■ Text-to-region grounding data ■
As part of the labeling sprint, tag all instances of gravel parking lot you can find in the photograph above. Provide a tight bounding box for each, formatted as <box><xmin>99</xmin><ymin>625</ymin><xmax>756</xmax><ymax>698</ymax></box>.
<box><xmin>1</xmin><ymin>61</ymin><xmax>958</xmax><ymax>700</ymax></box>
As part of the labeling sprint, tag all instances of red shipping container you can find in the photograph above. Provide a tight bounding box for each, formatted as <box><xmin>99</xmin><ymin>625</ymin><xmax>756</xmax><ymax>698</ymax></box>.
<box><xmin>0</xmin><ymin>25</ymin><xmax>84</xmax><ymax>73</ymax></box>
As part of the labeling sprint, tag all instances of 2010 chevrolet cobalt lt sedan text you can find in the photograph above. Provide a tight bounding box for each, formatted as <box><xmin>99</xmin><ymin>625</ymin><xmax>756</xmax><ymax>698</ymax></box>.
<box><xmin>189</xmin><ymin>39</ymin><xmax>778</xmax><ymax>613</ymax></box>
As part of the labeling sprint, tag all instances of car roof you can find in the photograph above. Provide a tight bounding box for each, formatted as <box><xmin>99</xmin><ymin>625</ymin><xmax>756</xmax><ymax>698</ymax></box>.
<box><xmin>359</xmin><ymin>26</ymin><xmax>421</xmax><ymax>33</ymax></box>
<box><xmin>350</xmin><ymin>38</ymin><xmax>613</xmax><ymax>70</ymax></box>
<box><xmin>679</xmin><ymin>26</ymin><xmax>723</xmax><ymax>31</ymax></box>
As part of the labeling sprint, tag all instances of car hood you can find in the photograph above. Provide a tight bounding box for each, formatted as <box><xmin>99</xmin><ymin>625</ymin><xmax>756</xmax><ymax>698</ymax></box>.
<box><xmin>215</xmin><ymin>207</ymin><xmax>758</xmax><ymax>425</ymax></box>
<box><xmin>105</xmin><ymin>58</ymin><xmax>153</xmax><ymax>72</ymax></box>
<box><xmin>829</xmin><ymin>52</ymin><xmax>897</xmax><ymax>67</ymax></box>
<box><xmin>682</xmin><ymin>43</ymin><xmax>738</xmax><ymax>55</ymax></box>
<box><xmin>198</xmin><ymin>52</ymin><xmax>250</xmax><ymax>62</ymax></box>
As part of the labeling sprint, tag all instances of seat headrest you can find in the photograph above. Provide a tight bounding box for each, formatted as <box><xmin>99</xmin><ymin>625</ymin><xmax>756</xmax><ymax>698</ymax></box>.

--

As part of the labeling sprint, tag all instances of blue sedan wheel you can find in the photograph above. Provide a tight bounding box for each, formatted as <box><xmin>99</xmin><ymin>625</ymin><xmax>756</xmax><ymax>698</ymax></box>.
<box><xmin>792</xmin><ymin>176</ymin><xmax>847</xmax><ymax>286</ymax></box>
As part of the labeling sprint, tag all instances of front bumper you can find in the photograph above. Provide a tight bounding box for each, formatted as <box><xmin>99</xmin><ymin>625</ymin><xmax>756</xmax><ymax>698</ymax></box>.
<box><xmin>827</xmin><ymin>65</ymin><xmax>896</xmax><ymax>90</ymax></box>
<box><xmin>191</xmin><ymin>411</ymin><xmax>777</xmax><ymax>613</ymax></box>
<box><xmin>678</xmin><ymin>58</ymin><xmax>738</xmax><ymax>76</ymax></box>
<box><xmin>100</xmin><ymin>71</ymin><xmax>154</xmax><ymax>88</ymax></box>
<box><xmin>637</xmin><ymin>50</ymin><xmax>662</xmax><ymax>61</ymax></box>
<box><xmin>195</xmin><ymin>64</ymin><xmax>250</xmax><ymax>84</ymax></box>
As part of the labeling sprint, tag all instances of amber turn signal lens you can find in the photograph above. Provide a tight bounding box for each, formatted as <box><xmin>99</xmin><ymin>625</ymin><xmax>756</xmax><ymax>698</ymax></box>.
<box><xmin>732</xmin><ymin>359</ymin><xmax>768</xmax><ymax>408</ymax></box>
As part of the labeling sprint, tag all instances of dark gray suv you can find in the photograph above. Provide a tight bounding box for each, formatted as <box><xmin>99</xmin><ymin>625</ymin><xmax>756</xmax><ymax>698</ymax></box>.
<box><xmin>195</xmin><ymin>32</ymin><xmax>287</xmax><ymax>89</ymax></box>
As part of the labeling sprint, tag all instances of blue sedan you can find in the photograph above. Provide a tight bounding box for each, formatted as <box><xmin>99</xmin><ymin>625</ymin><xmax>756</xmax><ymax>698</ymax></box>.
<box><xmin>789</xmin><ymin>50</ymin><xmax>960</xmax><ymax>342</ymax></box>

■ What you should do ■
Could you return exactly the lines above from the line with "As part of the labeling sprint, tag all instances of red" to the line with "As part of the labeling sprint, tag all instances of seat", both included, and nothing else?

■ Output for this exercise ■
As part of the labeling sprint, tag all instances of red shipping container you can find in the photograph above. Provide a tight bounding box for each, formatted as <box><xmin>99</xmin><ymin>625</ymin><xmax>756</xmax><ymax>698</ymax></box>.
<box><xmin>0</xmin><ymin>25</ymin><xmax>84</xmax><ymax>73</ymax></box>
As part of the labeling sprint, tag all instances of 2010 chevrolet cobalt lt sedan text you can find in the photograph above. Provide a tight bounding box for each, formatted as <box><xmin>99</xmin><ymin>625</ymin><xmax>756</xmax><ymax>698</ymax></box>.
<box><xmin>189</xmin><ymin>39</ymin><xmax>778</xmax><ymax>613</ymax></box>
As part of the labeling sprint, tag all instances of car roof you can find in the photograph above. Provide a tight bounding box for each, formatted as <box><xmin>99</xmin><ymin>625</ymin><xmax>756</xmax><ymax>698</ymax></box>.
<box><xmin>359</xmin><ymin>26</ymin><xmax>421</xmax><ymax>33</ymax></box>
<box><xmin>350</xmin><ymin>38</ymin><xmax>613</xmax><ymax>70</ymax></box>
<box><xmin>679</xmin><ymin>26</ymin><xmax>723</xmax><ymax>31</ymax></box>
As part of the labeling sprint, tag all instances of car hood you can find in the photograph above. Provide a tight bounding box for each, formatted as <box><xmin>99</xmin><ymin>625</ymin><xmax>756</xmax><ymax>698</ymax></box>.
<box><xmin>215</xmin><ymin>207</ymin><xmax>758</xmax><ymax>425</ymax></box>
<box><xmin>105</xmin><ymin>58</ymin><xmax>153</xmax><ymax>72</ymax></box>
<box><xmin>829</xmin><ymin>52</ymin><xmax>897</xmax><ymax>67</ymax></box>
<box><xmin>682</xmin><ymin>43</ymin><xmax>738</xmax><ymax>55</ymax></box>
<box><xmin>198</xmin><ymin>52</ymin><xmax>250</xmax><ymax>62</ymax></box>
As part of the labeling sprint, tag all instances of seat headrest you can find in the photograph above. Provide a tight bounding box for each, formatted as <box><xmin>99</xmin><ymin>625</ymin><xmax>756</xmax><ymax>698</ymax></box>.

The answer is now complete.